**Your instructions:**
The records below need to be repeated exactly, with every picture left out.

• • • • •

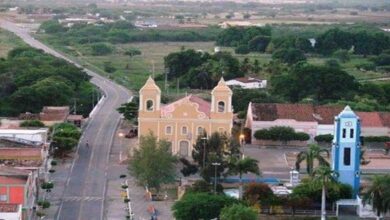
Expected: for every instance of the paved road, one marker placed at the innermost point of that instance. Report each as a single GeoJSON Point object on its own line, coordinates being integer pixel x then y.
{"type": "Point", "coordinates": [86, 185]}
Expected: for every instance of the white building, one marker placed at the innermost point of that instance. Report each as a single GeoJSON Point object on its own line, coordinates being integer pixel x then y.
{"type": "Point", "coordinates": [247, 83]}
{"type": "Point", "coordinates": [10, 211]}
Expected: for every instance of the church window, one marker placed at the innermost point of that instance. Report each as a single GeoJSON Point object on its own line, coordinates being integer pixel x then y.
{"type": "Point", "coordinates": [200, 131]}
{"type": "Point", "coordinates": [149, 105]}
{"type": "Point", "coordinates": [184, 130]}
{"type": "Point", "coordinates": [168, 130]}
{"type": "Point", "coordinates": [347, 156]}
{"type": "Point", "coordinates": [221, 106]}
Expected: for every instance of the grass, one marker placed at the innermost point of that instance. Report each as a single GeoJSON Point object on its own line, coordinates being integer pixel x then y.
{"type": "Point", "coordinates": [8, 41]}
{"type": "Point", "coordinates": [132, 72]}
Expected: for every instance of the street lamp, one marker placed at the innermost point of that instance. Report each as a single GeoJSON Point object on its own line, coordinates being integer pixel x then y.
{"type": "Point", "coordinates": [242, 138]}
{"type": "Point", "coordinates": [215, 176]}
{"type": "Point", "coordinates": [204, 150]}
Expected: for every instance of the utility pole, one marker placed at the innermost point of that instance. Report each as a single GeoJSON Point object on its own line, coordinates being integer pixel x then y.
{"type": "Point", "coordinates": [204, 150]}
{"type": "Point", "coordinates": [153, 68]}
{"type": "Point", "coordinates": [74, 106]}
{"type": "Point", "coordinates": [166, 80]}
{"type": "Point", "coordinates": [215, 176]}
{"type": "Point", "coordinates": [177, 86]}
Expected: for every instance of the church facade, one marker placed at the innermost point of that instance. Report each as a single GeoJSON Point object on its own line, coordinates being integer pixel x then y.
{"type": "Point", "coordinates": [182, 121]}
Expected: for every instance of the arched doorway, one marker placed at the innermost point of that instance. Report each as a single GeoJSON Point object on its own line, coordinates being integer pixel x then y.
{"type": "Point", "coordinates": [184, 148]}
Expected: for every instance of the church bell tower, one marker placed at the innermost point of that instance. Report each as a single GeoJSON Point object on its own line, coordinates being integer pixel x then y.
{"type": "Point", "coordinates": [346, 149]}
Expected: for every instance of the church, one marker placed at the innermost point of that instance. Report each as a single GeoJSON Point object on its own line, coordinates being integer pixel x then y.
{"type": "Point", "coordinates": [182, 121]}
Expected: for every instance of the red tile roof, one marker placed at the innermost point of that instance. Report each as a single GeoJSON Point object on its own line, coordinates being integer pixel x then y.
{"type": "Point", "coordinates": [54, 113]}
{"type": "Point", "coordinates": [20, 154]}
{"type": "Point", "coordinates": [203, 105]}
{"type": "Point", "coordinates": [370, 119]}
{"type": "Point", "coordinates": [247, 79]}
{"type": "Point", "coordinates": [385, 116]}
{"type": "Point", "coordinates": [323, 114]}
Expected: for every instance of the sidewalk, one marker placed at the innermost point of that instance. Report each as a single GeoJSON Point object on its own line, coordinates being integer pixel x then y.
{"type": "Point", "coordinates": [115, 207]}
{"type": "Point", "coordinates": [59, 178]}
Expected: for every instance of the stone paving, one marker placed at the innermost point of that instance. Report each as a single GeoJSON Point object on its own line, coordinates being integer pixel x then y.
{"type": "Point", "coordinates": [115, 206]}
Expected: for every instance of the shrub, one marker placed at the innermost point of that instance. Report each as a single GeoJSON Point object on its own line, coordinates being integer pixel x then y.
{"type": "Point", "coordinates": [201, 186]}
{"type": "Point", "coordinates": [238, 212]}
{"type": "Point", "coordinates": [100, 49]}
{"type": "Point", "coordinates": [366, 66]}
{"type": "Point", "coordinates": [376, 139]}
{"type": "Point", "coordinates": [281, 133]}
{"type": "Point", "coordinates": [47, 185]}
{"type": "Point", "coordinates": [254, 192]}
{"type": "Point", "coordinates": [32, 123]}
{"type": "Point", "coordinates": [242, 49]}
{"type": "Point", "coordinates": [324, 138]}
{"type": "Point", "coordinates": [201, 206]}
{"type": "Point", "coordinates": [312, 189]}
{"type": "Point", "coordinates": [44, 204]}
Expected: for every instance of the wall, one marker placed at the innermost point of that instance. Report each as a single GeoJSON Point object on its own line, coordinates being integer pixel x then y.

• • • • •

**Answer for the task:**
Expected: for every instance of the paved road, one marker placed at the innermost point of that instance. Report each as a single GeoJSON Point object on its own line, coordinates being integer pixel x then y.
{"type": "Point", "coordinates": [86, 185]}
Expected: for every instance of the white building, one marker placed at the innermost point of that instance. Report each as a single GeoJSON Point object on its own line, coordinates being integer pixel x then y.
{"type": "Point", "coordinates": [247, 83]}
{"type": "Point", "coordinates": [10, 211]}
Expected: for every instance of the church window, one marker placed at the innermost point of that instance. Report each as a single GeoJSON Point object on its own line, coordinates being integer pixel x then y.
{"type": "Point", "coordinates": [200, 131]}
{"type": "Point", "coordinates": [149, 105]}
{"type": "Point", "coordinates": [184, 130]}
{"type": "Point", "coordinates": [168, 130]}
{"type": "Point", "coordinates": [347, 156]}
{"type": "Point", "coordinates": [221, 106]}
Expected: for every instance of the grass, one marker placed at the innermost point of that instance. Report each as a single GeoJSON Point object on its own line, coordinates being integer pixel x then y.
{"type": "Point", "coordinates": [8, 41]}
{"type": "Point", "coordinates": [132, 72]}
Expected: for every instance of the street lamp, one marker placed at the innermost point of that instance. Report each as a single GeoJSON Point object on its own line, coordinates being integer pixel x then y.
{"type": "Point", "coordinates": [242, 138]}
{"type": "Point", "coordinates": [215, 176]}
{"type": "Point", "coordinates": [204, 150]}
Expected: for every instance of the utility pole, one marker placed at the innermost point of that instance. Report each as a single GeoJSON Point object on its own line, coordinates being integer pixel x then y.
{"type": "Point", "coordinates": [204, 150]}
{"type": "Point", "coordinates": [153, 68]}
{"type": "Point", "coordinates": [74, 106]}
{"type": "Point", "coordinates": [166, 80]}
{"type": "Point", "coordinates": [215, 176]}
{"type": "Point", "coordinates": [177, 86]}
Expected: for every instance of the church facade, one marker placed at the innermost point of that instance. Report each as a single GeoJSON Point object on its own line, coordinates being integer pixel x then y.
{"type": "Point", "coordinates": [182, 121]}
Expected: for every instance of the arched doorway, one marker placed at the innermost point of that instance. Report each as a single GeoJSON Point object on its own line, coordinates being integer pixel x then y.
{"type": "Point", "coordinates": [184, 148]}
Expected: for every instance of the church bell tower, one marker placed at the innermost point of that instance. Report each as a single GeoJSON Point object on its own line, coordinates being integer pixel x then y.
{"type": "Point", "coordinates": [346, 149]}
Expected: for every instance of the church, one marker placed at the innermost point of that instance. Report each as a single GeoJSON Point object on its own line, coordinates being integer pixel x then y.
{"type": "Point", "coordinates": [182, 121]}
Expected: for every instance of the red tile roof, one marker placed at the innermost point of that instance. Report each as a single GeoJSON Point object on its own line, coordinates being integer pixel x then y.
{"type": "Point", "coordinates": [54, 113]}
{"type": "Point", "coordinates": [20, 154]}
{"type": "Point", "coordinates": [203, 105]}
{"type": "Point", "coordinates": [370, 119]}
{"type": "Point", "coordinates": [247, 79]}
{"type": "Point", "coordinates": [385, 116]}
{"type": "Point", "coordinates": [323, 114]}
Expected: for every instance of the sidewalk, one marker placed at the innermost point of that instance. Report each as a single GeoJSON Point object on its own line, coordinates being integer pixel x then y.
{"type": "Point", "coordinates": [115, 207]}
{"type": "Point", "coordinates": [59, 178]}
Expected: for every instance of the stone paving, one marker placed at the innermost point of that instance. Report each as a single GeoJSON Point object on its own line, coordinates being integer pixel x then y.
{"type": "Point", "coordinates": [115, 206]}
Expected: for every instance of the shrub, one marker placed at the innermost point of that instance. Report each as a single GeoJSON Point object on its own line, coordinates being integer pixel x then y.
{"type": "Point", "coordinates": [201, 186]}
{"type": "Point", "coordinates": [238, 212]}
{"type": "Point", "coordinates": [100, 49]}
{"type": "Point", "coordinates": [366, 66]}
{"type": "Point", "coordinates": [376, 139]}
{"type": "Point", "coordinates": [281, 133]}
{"type": "Point", "coordinates": [47, 185]}
{"type": "Point", "coordinates": [254, 192]}
{"type": "Point", "coordinates": [32, 123]}
{"type": "Point", "coordinates": [242, 49]}
{"type": "Point", "coordinates": [324, 138]}
{"type": "Point", "coordinates": [201, 206]}
{"type": "Point", "coordinates": [312, 189]}
{"type": "Point", "coordinates": [44, 204]}
Expected: for every instance of the wall, one marker placed at the innermost point of that instance. Report each as a single GeoJSON Point object on its own line, coordinates being integer pixel x then y.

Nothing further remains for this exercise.